* [Text shown]:

I get this question from patients often though it's usually stated more affirmatively: "I just have an addictive personality." Usually patients have been told this by physicians, therapists and family members, not to mention numerous media outlets that perpetuate the idea of an addictive personality. Even people who have not had serious problems with addiction wonder if they have an addictive personality. My usual question after someone asks me if they have an addictive personality is to say, "What do you mean when you say 'addictive personality'." The answers are usually pretty fuzzy but the idea seems to revolve around a feeling that one cannot delay gratification. Anything pleasurable is immediately seized upon as something that must be ingested, used, viewed, etc. without delay. I will then ask patients to describe what they have done over the past few days. Usually it doesn't take too long to pick out multiple choices they had to make in which gratification was delayed, at least temporarily. The point of this exercise is that when someone tries to explain their addiction by saying they have an addictive personality, my response is, "It ain't that simple."
The truth is that the "addictive personality" is a myth. In some ways, it's a fantasy because it attempts to explain all addictive behavior as essentially involuntary behavior. Thankfully, there are much more nuanced explanations of addictive illnesses, though none of them are complete. However, they all suggest that there are many ways that a person can develop an addictive illness. An article by Maia Szalavitz in a recent issue of Nature Outlook (a companion to the well-known scientific journal Nature) reviews some of these theories and is a good introduction to modern ideas about how addictive disorders develop.
Ms. Szalavitz notes that the idea of an addictive personality likely stems from research in the genetics of addictive illnesses. This research shows clearly that addiction is a highly heritable illness with estimates that genetics explain anywhere from 40-60% of the risk of developing an addictive illness. However, this means that about 40-60% of the illness is explained by other factors. Some of these factors include comorbid psychiatric illnesses (which are also, to some extent, genetically inherited), epigenetic factors and childhood abuse/trauma to name a few. To complicate the picture further, these different risk factors often interact with each other. For example, trauma can result in the activation of genes (epigenetics) that influence the production of proteins like the serotonin transporter which, in turn, affects the regulation of serotonin in the brain. Changing serotonin processing in the brain can then have an impact on mood regulation.
So, while we can't fall back on an addictive personality to explain addictive behavior, that's actually a good thing. It means that there are multiple "points of entry" for treating addictive illnesses including medication, behavioral therapies, family therapy, etc. While the knot of addictive illness may be difficult to untie, it is not the Gordian knot of an addictive personality.

* [Try it]: Copy the passage from the text on addictive personality word for word, starting with "The truth is" and going on through "addictive disorders develop.".

* [Extracted records]:
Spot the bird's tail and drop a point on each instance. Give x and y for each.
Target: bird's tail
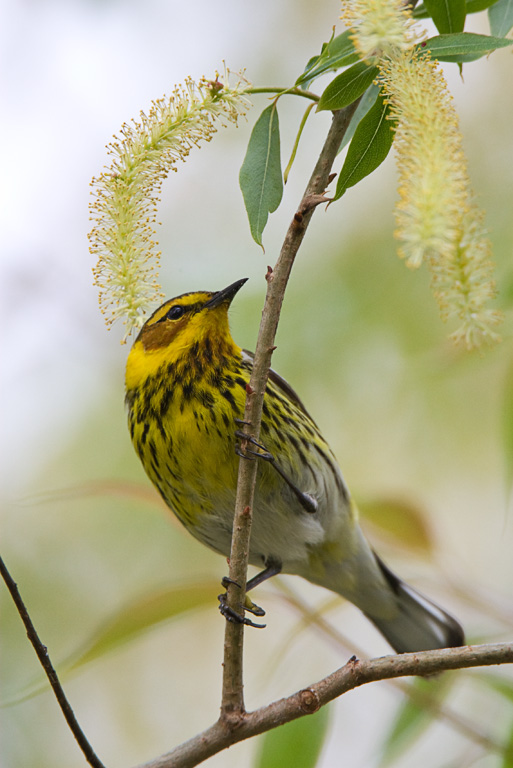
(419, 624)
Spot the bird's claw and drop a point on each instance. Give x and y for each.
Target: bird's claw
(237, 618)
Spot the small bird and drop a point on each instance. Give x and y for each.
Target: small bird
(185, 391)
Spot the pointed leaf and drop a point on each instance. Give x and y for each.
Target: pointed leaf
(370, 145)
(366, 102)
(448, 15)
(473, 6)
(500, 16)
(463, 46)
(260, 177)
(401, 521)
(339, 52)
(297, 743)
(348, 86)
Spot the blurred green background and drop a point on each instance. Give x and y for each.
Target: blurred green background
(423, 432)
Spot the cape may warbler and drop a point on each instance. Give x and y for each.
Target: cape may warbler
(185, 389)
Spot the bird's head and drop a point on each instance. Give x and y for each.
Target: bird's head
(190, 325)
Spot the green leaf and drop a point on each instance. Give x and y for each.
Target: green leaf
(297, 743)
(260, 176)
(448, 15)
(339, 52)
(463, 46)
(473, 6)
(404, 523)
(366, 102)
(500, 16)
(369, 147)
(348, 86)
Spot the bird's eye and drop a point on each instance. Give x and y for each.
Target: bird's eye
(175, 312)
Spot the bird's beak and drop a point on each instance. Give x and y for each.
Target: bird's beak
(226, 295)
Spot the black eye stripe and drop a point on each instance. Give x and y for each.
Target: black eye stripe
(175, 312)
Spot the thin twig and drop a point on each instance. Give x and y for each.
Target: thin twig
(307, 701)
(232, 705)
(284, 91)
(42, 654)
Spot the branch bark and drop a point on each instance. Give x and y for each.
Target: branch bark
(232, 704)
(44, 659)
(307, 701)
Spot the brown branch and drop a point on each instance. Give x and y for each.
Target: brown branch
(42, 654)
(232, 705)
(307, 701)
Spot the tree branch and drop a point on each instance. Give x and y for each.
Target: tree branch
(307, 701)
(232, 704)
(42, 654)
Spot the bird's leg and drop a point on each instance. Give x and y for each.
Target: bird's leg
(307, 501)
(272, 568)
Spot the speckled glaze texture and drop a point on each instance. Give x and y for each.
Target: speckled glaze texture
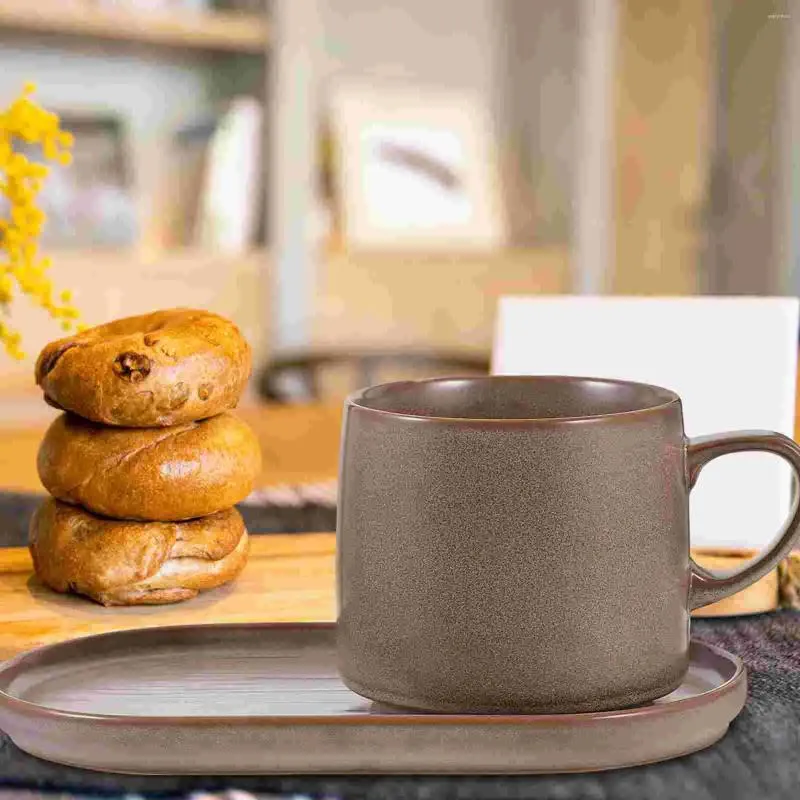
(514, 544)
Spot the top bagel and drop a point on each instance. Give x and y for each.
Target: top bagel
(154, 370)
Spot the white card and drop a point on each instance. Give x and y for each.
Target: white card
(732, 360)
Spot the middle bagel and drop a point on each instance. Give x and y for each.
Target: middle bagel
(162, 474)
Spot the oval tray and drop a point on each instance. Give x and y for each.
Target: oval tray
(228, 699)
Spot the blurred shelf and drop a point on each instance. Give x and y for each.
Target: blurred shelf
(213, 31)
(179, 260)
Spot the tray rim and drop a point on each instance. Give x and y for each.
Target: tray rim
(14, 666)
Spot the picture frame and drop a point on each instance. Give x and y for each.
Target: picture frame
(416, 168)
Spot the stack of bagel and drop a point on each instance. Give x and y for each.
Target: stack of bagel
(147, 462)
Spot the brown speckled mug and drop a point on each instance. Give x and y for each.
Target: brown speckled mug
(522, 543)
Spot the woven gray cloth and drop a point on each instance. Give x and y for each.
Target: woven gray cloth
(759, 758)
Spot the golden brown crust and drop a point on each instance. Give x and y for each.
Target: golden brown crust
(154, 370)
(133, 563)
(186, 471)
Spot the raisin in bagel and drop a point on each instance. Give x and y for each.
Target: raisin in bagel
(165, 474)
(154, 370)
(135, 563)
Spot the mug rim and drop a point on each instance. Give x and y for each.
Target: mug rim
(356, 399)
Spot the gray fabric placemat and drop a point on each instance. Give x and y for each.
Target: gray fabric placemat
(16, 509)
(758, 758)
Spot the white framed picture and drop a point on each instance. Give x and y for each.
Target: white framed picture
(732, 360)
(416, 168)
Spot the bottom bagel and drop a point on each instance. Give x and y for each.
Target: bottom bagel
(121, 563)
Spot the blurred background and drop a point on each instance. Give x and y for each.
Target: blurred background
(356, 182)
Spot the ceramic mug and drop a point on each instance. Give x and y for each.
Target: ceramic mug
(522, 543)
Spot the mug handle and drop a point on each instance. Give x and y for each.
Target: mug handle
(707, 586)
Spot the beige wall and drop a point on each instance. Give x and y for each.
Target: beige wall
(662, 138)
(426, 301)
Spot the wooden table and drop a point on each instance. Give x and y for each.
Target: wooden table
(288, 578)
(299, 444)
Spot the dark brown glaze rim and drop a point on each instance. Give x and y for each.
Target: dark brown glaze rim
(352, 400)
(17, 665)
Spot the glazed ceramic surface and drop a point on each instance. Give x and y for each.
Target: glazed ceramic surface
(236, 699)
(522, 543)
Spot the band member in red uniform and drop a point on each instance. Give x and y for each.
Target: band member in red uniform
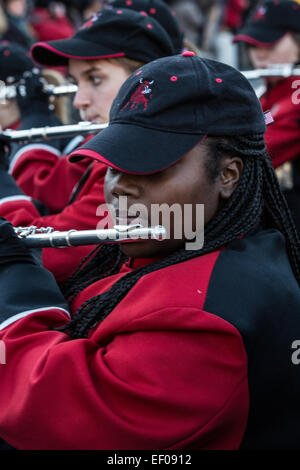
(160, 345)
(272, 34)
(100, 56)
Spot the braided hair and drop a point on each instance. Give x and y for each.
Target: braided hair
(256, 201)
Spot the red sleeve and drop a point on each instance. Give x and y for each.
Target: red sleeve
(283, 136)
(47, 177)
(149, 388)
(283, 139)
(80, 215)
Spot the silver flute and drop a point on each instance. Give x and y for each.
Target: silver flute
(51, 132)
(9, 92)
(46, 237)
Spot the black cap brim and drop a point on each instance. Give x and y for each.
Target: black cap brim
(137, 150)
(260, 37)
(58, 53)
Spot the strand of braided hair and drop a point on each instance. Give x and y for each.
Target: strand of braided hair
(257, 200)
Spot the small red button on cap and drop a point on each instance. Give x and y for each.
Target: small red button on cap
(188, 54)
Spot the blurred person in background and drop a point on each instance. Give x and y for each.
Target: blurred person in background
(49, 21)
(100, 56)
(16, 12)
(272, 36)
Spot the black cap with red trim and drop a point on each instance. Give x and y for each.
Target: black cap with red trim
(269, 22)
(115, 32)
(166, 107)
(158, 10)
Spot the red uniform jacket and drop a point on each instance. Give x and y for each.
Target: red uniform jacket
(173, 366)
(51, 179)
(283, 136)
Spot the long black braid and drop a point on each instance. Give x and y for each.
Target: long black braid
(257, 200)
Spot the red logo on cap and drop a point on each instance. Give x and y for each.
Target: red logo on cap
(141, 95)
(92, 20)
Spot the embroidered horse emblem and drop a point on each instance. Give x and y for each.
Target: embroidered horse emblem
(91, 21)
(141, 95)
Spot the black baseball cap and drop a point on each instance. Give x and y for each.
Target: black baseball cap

* [Task answer]:
The truth is that the "addictive personality" is a myth. In some ways, it's a fantasy because it attempts to explain all addictive behavior as essentially involuntary behavior. Thankfully, there are much more nuanced explanations of addictive illnesses, though none of them are complete. However, they all suggest that there are many ways that a person can develop an addictive illness. An article by Maia Szalavitz in a recent issue of Nature Outlook (a companion to the well-known scientific journal Nature) reviews some of these theories and is a good introduction to modern ideas about how addictive disorders develop.